### Exercise brief
Copy out all of the following material word for word, keeping every line in its original order.

### Record excerpts
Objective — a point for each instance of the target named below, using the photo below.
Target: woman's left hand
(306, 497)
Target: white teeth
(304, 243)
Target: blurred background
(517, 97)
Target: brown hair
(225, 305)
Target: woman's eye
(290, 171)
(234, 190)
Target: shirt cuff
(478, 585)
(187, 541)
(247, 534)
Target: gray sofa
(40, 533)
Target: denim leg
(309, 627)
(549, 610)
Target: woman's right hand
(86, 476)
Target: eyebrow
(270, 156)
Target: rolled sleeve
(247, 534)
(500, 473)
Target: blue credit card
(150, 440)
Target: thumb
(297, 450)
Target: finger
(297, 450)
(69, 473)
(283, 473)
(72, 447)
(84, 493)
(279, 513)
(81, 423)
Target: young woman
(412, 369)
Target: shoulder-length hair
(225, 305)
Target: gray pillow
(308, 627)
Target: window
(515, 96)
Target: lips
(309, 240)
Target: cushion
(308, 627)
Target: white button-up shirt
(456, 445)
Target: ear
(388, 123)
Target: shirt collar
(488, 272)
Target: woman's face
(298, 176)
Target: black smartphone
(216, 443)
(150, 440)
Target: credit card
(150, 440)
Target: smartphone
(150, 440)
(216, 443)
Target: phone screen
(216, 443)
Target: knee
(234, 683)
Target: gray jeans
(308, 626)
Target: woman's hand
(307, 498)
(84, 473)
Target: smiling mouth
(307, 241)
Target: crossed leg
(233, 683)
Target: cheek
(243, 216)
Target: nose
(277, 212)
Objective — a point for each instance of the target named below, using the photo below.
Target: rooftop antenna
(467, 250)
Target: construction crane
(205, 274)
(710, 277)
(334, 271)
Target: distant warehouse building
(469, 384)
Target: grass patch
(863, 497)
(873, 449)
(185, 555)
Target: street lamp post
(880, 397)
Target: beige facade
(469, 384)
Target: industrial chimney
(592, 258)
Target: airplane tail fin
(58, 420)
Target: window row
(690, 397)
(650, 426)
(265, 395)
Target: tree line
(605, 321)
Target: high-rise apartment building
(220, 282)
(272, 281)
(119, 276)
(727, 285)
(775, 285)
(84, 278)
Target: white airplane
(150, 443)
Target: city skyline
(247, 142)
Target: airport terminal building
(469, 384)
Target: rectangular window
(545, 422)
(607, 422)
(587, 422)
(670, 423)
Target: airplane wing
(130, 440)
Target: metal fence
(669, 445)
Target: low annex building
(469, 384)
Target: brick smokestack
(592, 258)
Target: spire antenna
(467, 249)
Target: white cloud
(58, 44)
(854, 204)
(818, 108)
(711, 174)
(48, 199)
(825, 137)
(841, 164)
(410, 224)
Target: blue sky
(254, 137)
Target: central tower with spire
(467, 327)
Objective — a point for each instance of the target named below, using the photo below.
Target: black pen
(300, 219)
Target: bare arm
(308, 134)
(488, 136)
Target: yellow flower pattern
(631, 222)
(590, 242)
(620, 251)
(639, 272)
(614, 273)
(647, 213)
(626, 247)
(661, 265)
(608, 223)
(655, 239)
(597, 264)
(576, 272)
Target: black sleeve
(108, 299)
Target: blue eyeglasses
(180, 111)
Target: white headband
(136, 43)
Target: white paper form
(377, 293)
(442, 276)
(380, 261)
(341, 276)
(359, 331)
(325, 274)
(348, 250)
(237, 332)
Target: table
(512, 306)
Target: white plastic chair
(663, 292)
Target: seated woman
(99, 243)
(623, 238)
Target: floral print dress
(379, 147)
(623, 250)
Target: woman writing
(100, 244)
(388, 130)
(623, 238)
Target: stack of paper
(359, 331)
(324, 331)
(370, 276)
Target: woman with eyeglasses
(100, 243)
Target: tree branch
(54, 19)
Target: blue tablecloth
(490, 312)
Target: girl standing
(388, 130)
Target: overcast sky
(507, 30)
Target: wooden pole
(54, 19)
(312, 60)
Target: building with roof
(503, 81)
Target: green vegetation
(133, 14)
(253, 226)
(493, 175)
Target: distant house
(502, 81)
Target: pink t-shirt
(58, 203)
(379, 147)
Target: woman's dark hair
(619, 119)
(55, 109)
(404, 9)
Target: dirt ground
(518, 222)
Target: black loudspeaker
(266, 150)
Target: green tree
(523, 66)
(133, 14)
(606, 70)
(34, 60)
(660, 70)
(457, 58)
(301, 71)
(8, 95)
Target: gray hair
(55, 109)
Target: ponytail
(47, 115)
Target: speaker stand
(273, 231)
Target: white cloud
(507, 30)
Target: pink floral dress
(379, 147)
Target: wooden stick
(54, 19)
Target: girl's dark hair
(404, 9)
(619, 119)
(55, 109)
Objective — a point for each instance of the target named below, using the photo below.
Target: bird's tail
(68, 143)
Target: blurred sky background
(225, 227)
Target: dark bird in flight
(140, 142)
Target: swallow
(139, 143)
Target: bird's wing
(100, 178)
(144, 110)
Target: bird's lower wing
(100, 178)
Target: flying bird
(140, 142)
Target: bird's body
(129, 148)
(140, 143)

### Response below
Objective — a point for each instance of the target named below, using the photo below.
Target: woman's left hand
(306, 497)
Target: white teeth
(304, 243)
Target: blurred background
(517, 97)
Target: brown hair
(225, 305)
Target: woman's eye
(290, 171)
(234, 190)
Target: shirt cuff
(478, 585)
(187, 541)
(247, 534)
Target: gray sofa
(40, 533)
Target: denim leg
(309, 627)
(549, 610)
Target: woman's right hand
(86, 476)
Target: eyebrow
(270, 156)
Target: rolled sleeve
(247, 534)
(500, 473)
Target: blue credit card
(150, 440)
Target: thumb
(297, 450)
Target: finger
(297, 450)
(69, 473)
(283, 473)
(72, 447)
(84, 493)
(279, 513)
(81, 423)
Target: young woman
(412, 369)
Target: shoulder-length hair
(225, 305)
Target: gray pillow
(308, 627)
Target: window
(515, 96)
Target: lips
(309, 240)
Target: cushion
(308, 627)
Target: white button-up shirt
(456, 445)
Target: ear
(388, 123)
Target: shirt collar
(488, 272)
Target: woman's face
(298, 176)
Target: black smartphone
(216, 443)
(150, 440)
Target: credit card
(150, 440)
Target: smartphone
(150, 440)
(216, 443)
Target: phone screen
(216, 443)
Target: knee
(234, 683)
Target: gray jeans
(308, 626)
Target: woman's hand
(307, 498)
(84, 473)
Target: smiling mouth
(307, 241)
Target: crossed leg
(233, 683)
Target: cheek
(243, 216)
Target: nose
(277, 212)
Objective — a point for each instance of the target named below, using the photo below.
Target: rooftop antenna
(467, 250)
Target: construction crane
(205, 274)
(710, 277)
(334, 271)
Target: distant warehouse building
(469, 384)
Target: grass patch
(863, 497)
(873, 449)
(185, 555)
Target: street lamp post
(880, 397)
Target: beige facade
(469, 384)
Target: industrial chimney
(592, 258)
Target: airplane tail fin
(58, 420)
Target: window row
(690, 397)
(650, 426)
(265, 395)
Target: tree line
(605, 321)
Target: high-rise apartment building
(220, 282)
(272, 281)
(119, 276)
(727, 285)
(775, 285)
(84, 278)
Target: white airplane
(150, 443)
Target: city skyline
(247, 142)
Target: airport terminal building
(469, 384)
Target: rectangular window
(545, 422)
(607, 422)
(587, 422)
(670, 423)
Target: airplane wing
(130, 440)
Target: metal fence
(669, 445)
Target: low annex building
(469, 384)
Target: brick smokestack
(592, 258)
Target: spire antenna
(467, 249)
Target: white cloud
(58, 44)
(854, 204)
(818, 108)
(711, 174)
(48, 199)
(825, 137)
(841, 164)
(410, 224)
Target: blue sky
(254, 137)
Target: central tower with spire
(467, 327)
Objective — a point for each instance of the target named below, using the photo below.
Target: black pen
(300, 219)
Target: bare arm
(308, 134)
(488, 136)
Target: yellow flower pattern
(631, 222)
(590, 242)
(620, 251)
(639, 272)
(614, 273)
(647, 213)
(626, 247)
(661, 265)
(608, 223)
(655, 239)
(597, 264)
(576, 272)
Target: black sleeve
(108, 299)
Target: blue eyeglasses
(180, 111)
Target: white headband
(136, 43)
Target: white paper form
(377, 293)
(442, 276)
(380, 261)
(341, 276)
(359, 331)
(325, 274)
(348, 250)
(237, 332)
Target: table
(512, 306)
Target: white plastic chair
(663, 292)
Target: seated woman
(99, 243)
(623, 238)
Target: floral print dress
(379, 147)
(623, 250)
Target: woman writing
(100, 244)
(388, 130)
(623, 238)
Target: stack of paper
(359, 331)
(324, 331)
(370, 276)
Target: woman with eyeglasses
(100, 243)
Target: tree branch
(54, 19)
Target: blue tablecloth
(490, 312)
Target: girl standing
(388, 130)
Target: overcast sky
(507, 30)
Target: wooden pole
(54, 19)
(312, 60)
Target: building with roof
(503, 81)
Target: green vegetation
(133, 14)
(253, 226)
(493, 175)
Target: distant house
(502, 81)
Target: pink t-shirt
(58, 203)
(379, 147)
Target: woman's dark hair
(619, 119)
(55, 109)
(404, 9)
Target: dirt ground
(518, 222)
Target: black loudspeaker
(266, 150)
Target: green tree
(523, 66)
(133, 14)
(606, 70)
(34, 60)
(660, 70)
(457, 58)
(301, 71)
(8, 95)
Target: gray hair
(55, 109)
Target: ponytail
(47, 115)
Target: speaker stand
(273, 231)
Target: white cloud
(507, 30)
Target: pink floral dress
(379, 147)
Target: wooden stick
(54, 19)
Target: girl's dark hair
(404, 9)
(619, 119)
(55, 109)
Objective — a point for each instance of the target named below, using the photo below.
Target: bird's tail
(68, 143)
Target: blurred sky background
(225, 227)
Target: dark bird in flight
(140, 142)
Target: swallow
(139, 143)
Target: bird's wing
(100, 178)
(144, 110)
Target: bird's lower wing
(100, 178)
Target: flying bird
(140, 142)
Target: bird's body
(129, 148)
(140, 143)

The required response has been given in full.